┌─ Extract provided

Florida Today | By Baiey Gallion | September 2, 2022
Thanks to COVID-19 relief money and funds from a sales surtax, Brevard Public School students are starting the new school year with more technology than ever, first in busses and hopefully — soon — in students’ hands as the district is moving closer to its goal of providing each student an electronic device such as a laptop or iPad.
Buses in particular, saw a major upgrade when they were outfitted over the summer with GPS technology, allowing parents to track when their child gets on and off the bus and keeps them updated on delays.
The contract with ReaXium is $.25 million over five years, a district spokesman said. The district did a three-week pilot program at Riviera Elementary School and Viera High School during the previous school year.
Much of this has been made possible due to COVID-19 relief money and a half-cent sales surtax voters passed in 2014 and have renewed since. The sales surtax is added to sales tax in Brevard County that funds facility and security upgrades and classroom technology.

└─
┌─ Records supplied

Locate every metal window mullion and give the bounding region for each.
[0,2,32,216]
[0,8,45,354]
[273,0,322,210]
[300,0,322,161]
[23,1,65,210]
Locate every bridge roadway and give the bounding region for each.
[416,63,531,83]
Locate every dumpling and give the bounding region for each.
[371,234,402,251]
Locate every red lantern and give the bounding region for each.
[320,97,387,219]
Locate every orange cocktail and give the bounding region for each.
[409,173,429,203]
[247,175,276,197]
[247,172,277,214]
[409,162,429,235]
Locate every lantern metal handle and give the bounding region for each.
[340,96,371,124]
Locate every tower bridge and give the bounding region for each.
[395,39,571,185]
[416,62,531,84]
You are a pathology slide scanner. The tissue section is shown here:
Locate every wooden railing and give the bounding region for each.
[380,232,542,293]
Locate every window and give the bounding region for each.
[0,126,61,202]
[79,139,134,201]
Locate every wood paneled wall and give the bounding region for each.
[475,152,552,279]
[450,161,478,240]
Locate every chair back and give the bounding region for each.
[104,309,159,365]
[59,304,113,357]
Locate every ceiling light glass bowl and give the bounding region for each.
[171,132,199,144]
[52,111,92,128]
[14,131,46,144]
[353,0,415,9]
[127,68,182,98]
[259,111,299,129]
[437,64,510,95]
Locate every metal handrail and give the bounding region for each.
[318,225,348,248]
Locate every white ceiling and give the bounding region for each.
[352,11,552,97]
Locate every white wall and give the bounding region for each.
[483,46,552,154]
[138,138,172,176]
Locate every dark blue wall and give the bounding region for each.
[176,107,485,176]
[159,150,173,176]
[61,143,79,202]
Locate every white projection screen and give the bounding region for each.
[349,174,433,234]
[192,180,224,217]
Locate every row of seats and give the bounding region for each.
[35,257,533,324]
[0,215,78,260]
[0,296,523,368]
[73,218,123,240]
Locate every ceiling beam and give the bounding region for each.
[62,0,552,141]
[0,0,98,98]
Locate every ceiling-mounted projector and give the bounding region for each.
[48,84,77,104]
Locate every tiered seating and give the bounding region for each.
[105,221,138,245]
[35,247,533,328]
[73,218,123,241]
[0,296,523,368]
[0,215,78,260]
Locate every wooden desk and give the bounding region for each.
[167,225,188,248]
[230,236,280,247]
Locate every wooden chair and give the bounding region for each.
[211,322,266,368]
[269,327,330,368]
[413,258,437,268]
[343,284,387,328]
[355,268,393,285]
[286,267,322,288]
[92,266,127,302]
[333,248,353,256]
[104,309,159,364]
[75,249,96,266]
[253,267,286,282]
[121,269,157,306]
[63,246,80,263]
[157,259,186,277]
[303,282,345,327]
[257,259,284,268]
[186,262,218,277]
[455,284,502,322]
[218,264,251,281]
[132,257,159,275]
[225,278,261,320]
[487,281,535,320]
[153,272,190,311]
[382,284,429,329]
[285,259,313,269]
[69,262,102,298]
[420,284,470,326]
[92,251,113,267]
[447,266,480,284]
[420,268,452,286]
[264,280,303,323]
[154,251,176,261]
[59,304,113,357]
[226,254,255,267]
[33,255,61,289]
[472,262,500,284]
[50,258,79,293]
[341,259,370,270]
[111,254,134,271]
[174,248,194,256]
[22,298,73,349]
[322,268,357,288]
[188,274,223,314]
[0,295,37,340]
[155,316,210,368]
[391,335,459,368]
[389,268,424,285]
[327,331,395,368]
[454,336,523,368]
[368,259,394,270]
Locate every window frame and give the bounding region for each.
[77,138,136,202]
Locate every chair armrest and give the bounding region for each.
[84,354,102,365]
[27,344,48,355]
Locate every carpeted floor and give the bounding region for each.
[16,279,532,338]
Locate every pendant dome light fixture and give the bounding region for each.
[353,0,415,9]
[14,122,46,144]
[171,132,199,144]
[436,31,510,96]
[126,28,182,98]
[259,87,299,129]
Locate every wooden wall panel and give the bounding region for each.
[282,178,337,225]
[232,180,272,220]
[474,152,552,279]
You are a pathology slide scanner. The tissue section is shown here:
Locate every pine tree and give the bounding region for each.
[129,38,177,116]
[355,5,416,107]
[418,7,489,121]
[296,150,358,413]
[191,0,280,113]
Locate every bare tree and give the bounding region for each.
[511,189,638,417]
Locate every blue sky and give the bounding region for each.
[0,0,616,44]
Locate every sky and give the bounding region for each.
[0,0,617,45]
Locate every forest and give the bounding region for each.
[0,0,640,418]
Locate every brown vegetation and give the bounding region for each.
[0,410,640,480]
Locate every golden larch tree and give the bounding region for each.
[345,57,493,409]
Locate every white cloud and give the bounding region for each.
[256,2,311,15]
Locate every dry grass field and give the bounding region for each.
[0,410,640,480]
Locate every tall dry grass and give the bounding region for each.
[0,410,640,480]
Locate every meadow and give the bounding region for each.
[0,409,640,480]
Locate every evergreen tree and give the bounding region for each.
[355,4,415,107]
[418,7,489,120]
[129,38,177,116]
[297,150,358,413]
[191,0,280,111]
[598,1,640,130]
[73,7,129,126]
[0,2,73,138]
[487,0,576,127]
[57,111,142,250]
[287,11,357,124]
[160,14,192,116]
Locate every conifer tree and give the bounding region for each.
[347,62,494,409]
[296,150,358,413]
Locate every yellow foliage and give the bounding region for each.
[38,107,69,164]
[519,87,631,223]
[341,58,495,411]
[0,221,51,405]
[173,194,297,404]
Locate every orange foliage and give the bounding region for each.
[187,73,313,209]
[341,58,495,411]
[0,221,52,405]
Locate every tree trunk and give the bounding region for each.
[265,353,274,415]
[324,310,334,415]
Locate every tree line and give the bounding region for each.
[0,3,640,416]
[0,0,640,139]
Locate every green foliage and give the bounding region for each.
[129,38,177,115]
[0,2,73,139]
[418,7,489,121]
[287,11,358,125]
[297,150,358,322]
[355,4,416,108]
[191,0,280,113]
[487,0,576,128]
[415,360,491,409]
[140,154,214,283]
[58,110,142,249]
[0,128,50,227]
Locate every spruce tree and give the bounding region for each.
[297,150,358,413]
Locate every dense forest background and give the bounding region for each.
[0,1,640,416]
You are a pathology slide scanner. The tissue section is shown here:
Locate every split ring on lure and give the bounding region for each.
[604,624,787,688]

└─
┌─ Records supplied

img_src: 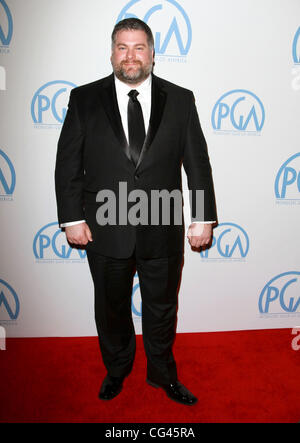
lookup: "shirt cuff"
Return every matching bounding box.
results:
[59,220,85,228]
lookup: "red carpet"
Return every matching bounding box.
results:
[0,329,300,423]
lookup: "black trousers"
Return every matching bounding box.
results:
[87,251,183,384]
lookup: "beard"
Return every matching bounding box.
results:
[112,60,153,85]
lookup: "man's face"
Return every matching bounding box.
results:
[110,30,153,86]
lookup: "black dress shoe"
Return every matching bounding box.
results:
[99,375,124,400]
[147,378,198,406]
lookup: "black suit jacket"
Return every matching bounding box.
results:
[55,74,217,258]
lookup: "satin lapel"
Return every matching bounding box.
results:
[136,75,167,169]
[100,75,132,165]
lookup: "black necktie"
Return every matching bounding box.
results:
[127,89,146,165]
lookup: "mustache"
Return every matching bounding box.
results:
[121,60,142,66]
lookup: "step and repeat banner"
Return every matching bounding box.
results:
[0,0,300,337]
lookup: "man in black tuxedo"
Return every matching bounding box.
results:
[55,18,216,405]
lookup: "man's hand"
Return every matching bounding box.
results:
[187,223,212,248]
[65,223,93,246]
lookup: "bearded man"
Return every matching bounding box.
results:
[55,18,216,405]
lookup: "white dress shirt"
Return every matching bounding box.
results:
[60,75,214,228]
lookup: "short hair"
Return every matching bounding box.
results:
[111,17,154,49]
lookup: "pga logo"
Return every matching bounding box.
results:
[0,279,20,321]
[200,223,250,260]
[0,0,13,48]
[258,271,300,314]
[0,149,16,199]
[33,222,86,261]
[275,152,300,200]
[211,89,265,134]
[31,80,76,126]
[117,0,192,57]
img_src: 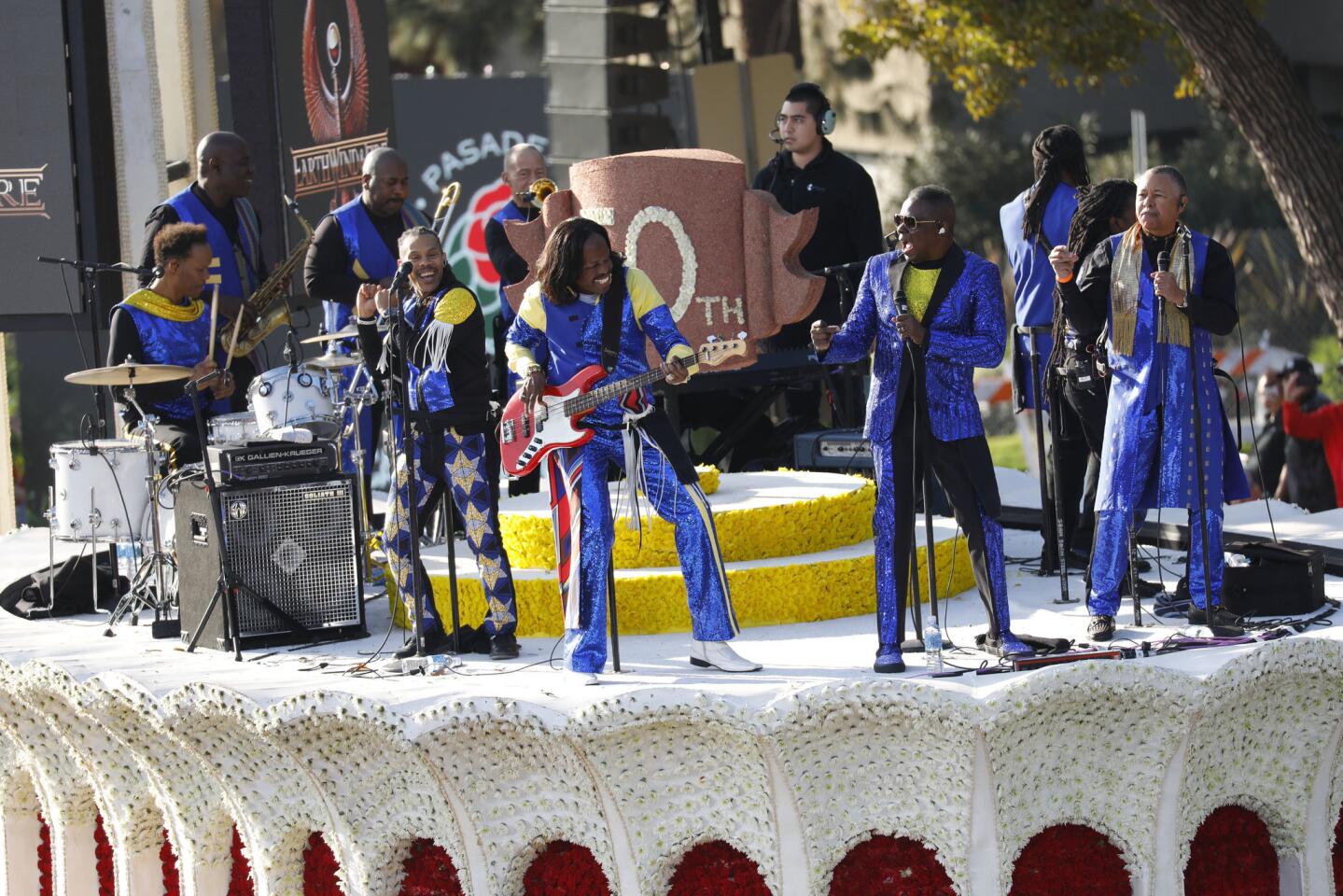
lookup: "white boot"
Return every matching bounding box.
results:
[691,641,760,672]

└─

### [Parts of the exercise]
A. Translate this sentence from the article on Brevard school technology into Spanish: "The sales surtax is added to sales tax in Brevard County that funds facility and security upgrades and classroom technology."
B. Answer these from the Brevard school technology article:
(i) What technology were the buses outfitted with over the summer?
(ii) At which two schools did the district run its pilot program?
(iii) In what year did voters pass the half-cent sales surtax?
The rows have nothing to do with the text.

### [Replies]
A. El recargo sobre las ventas se añade al impuesto sobre las ventas en el condado de Brevard que financia mejoras de instalaciones y de seguridad, así como tecnología en las aulas.

B.
(i) GPS technology
(ii) Riviera Elementary School and Viera High School
(iii) 2014